[Position identification records]
..........
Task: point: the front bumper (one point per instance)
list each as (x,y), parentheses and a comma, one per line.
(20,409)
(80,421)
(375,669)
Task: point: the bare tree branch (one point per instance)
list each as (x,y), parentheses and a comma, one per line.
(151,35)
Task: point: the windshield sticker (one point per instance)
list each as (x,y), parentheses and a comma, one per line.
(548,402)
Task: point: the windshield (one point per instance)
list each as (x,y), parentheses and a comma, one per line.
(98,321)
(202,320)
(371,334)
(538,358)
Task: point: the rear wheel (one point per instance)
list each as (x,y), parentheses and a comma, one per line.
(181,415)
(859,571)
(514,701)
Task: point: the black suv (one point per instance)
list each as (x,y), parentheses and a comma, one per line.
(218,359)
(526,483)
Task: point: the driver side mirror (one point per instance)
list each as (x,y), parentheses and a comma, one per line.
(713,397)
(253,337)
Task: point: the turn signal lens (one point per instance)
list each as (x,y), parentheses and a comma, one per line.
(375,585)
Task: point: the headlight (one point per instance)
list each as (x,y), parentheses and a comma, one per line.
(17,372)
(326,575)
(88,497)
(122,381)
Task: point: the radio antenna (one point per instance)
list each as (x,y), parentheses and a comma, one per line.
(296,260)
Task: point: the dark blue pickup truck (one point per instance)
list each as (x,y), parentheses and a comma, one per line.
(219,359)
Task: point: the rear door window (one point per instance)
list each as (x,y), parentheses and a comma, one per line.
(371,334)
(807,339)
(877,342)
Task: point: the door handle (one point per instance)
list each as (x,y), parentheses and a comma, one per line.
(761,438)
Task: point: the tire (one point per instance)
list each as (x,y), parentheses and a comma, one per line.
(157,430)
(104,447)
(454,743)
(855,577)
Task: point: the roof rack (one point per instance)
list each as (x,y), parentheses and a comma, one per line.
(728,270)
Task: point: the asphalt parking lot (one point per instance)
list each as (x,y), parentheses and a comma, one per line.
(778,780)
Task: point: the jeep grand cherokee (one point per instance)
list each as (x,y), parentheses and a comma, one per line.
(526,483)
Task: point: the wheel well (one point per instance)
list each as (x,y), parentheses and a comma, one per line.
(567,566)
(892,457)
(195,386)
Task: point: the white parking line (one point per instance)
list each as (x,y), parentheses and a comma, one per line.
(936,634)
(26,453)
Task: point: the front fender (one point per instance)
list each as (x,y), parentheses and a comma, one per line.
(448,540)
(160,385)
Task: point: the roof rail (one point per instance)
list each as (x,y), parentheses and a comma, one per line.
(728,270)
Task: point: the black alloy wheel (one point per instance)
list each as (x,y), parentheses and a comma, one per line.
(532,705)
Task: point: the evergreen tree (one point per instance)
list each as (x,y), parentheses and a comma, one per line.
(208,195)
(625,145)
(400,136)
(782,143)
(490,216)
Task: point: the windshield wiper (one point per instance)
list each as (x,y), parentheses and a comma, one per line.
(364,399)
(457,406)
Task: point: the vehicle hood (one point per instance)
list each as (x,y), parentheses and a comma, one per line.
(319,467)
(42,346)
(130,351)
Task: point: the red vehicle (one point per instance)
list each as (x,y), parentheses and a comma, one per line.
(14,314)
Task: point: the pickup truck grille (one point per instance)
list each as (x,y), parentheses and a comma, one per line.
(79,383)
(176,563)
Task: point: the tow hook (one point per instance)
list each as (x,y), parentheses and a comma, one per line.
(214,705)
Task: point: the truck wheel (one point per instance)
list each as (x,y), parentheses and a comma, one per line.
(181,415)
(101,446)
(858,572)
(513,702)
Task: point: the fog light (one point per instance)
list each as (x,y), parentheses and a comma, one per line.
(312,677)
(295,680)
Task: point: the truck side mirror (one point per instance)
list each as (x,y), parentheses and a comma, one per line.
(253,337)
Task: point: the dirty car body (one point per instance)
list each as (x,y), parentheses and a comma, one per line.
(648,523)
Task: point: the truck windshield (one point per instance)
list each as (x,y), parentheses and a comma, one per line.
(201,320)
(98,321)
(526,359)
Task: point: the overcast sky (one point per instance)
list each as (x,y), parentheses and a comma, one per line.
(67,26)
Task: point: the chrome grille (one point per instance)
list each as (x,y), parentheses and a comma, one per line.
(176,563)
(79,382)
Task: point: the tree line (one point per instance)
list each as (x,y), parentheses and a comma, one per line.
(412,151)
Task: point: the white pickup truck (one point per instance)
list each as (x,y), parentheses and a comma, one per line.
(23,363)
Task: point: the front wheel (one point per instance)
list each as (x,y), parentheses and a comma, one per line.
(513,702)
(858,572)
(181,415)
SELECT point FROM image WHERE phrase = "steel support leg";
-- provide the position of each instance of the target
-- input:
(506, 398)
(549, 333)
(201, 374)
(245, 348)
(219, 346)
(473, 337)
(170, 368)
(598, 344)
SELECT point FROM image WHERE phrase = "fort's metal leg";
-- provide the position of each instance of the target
..........
- _Do this_: Reproduce the material precisely, including every line.

- _Problem solution_:
Task: point: the front bumper (one point per instance)
list each as (x,y), parentheses and a comma, one per line.
(20,409)
(80,421)
(375,669)
Task: point: the bare tree branch (one point per instance)
list each as (x,y), parentheses and a comma, one per line.
(151,35)
Task: point: the windshield sticker (one point per instance)
list each as (x,y), parentheses and a comma, one per line.
(548,402)
Task: point: the windshield (one point per instance)
list each as (x,y), parentheses and a comma, one per line.
(98,321)
(202,320)
(371,334)
(538,358)
Task: point: the rear wheel (one point per instance)
list each as (x,y), parentheses and a comma, one per line.
(181,415)
(859,571)
(514,701)
Task: point: the black suv (one point per instance)
list each as (x,y), parentheses and a comma, one per line.
(218,359)
(526,483)
Task: point: the driver side mirror (one point per instance)
list each as (x,y), parentheses and a comma, one per line.
(713,397)
(253,337)
Task: point: the turn signal lens (one point per instance)
list each as (x,y), parentheses and a comma, one per line.
(375,585)
Task: point: the headlight (one point per instance)
list each as (x,y), parentheses and a comma, one per line.
(17,372)
(326,575)
(88,497)
(122,381)
Task: point: the radio antenna (one point per instance)
list each as (x,y), parentheses and a comma, one per line.
(296,260)
Task: point: the dark blue pickup truck (one point per instance)
list each as (x,y), parentheses and a comma, one per line.
(219,359)
Task: point: the rear door window (one point per instance)
list each as (x,y), parentheses and a comma, one per line.
(371,334)
(807,339)
(877,342)
Task: point: the door handle (one point per instance)
list each as (x,y), parentheses and a comma, one per line.
(761,438)
Task: point: the tire (one point per instance)
list each as (x,y), parentheses and a comma, one per line.
(157,430)
(104,447)
(454,743)
(855,577)
Task: point: the roof rack (one point per instance)
list each as (x,y), parentheses and a comma, one per line.
(728,270)
Task: point: the asphalt parking lot (one point per instance)
list each as (x,y), parentheses and a comma, one per line.
(778,780)
Task: point: the jeep grand cherokee (one point per instance)
list each as (x,y), parentheses and a comma, one per line.
(526,483)
Task: point: the wheel well (one point per instance)
list each as (x,y), parentheses and a comma, one per line.
(567,566)
(892,457)
(195,386)
Task: point: the white parking line (one point per instance)
list each as (x,y), parentheses and a comma, one per line.
(936,634)
(26,453)
Task: point: the front fender (one point per instance)
list each as (x,y), parentheses and a comma, one per line.
(448,540)
(160,385)
Task: point: the roof rail (one point per instance)
list each as (x,y), parentheses and a comma, one per line.
(728,270)
Task: point: the black alloy wheel (one point per instance)
list each as (x,y), parentheses and a comma, one per line.
(532,705)
Task: point: the evergreen tree (one point per instance)
list each as (x,y), parentheses and a comma, one per line.
(208,195)
(625,145)
(400,136)
(782,143)
(490,216)
Task: point: the windshield wiper (one point per instance)
list each as (x,y), parentheses and a comma, one per line.
(364,399)
(457,406)
Task: point: the vehicle hood (one point per instance)
list each as (x,y), parentheses and a comma, one per line.
(319,467)
(42,346)
(130,351)
Task: point: the red vehicle (one point per instance)
list each as (x,y), parentheses and a comma, one per line.
(14,314)
Task: point: the pickup truck grille (one point per instance)
list each as (x,y), parentheses and a comma, one per line.
(79,383)
(176,563)
Task: point: the tow hook (one point per instance)
list each as (x,y), parentheses and a comma, one per line.
(214,705)
Task: point: the truck wheel (one point per instance)
list each as (x,y), parentheses and a comma, one per line.
(181,415)
(101,446)
(858,572)
(513,702)
Task: point: the fog light (one point per instance)
list each as (x,y), parentheses and a comma, one per line.
(312,677)
(295,680)
Task: point: the truck side mirror (one point per instance)
list each as (x,y), parentheses and a comma, one per line.
(253,337)
Task: point: the dirty car body (one point per instance)
list each as (x,y), parentheses and a comma, one per line.
(648,523)
Task: point: the truck windshield (one point per instance)
list each as (x,y), parentheses and a comma, one per line.
(201,320)
(98,321)
(526,359)
Task: point: the overcast sky (one point per instance)
list each as (x,y), parentheses and a comma, one per line.
(67,26)
Task: point: the chrome grille (one point per instance)
list each as (x,y), parentheses and a comma, one per line.
(176,563)
(79,382)
Task: point: the tree line (one point per instance)
list each as (x,y), parentheses and a comma, one per line.
(412,151)
Task: point: the white pickup truck (one point per instance)
list each as (x,y), parentheses and a comma, one per line.
(23,363)
Task: point: the front wheel (one point per instance)
list each as (x,y), parentheses and a comma, one per line.
(513,702)
(858,572)
(181,415)
SELECT point FROM image WHERE phrase = "steel support leg";
-- provide the position of each instance of the target
-- input:
(506, 398)
(549, 333)
(201, 374)
(245, 348)
(219, 346)
(473, 337)
(170, 368)
(598, 344)
SELECT point FROM image WHERE phrase = "fort's metal leg";
-- provide the position of each instance of the target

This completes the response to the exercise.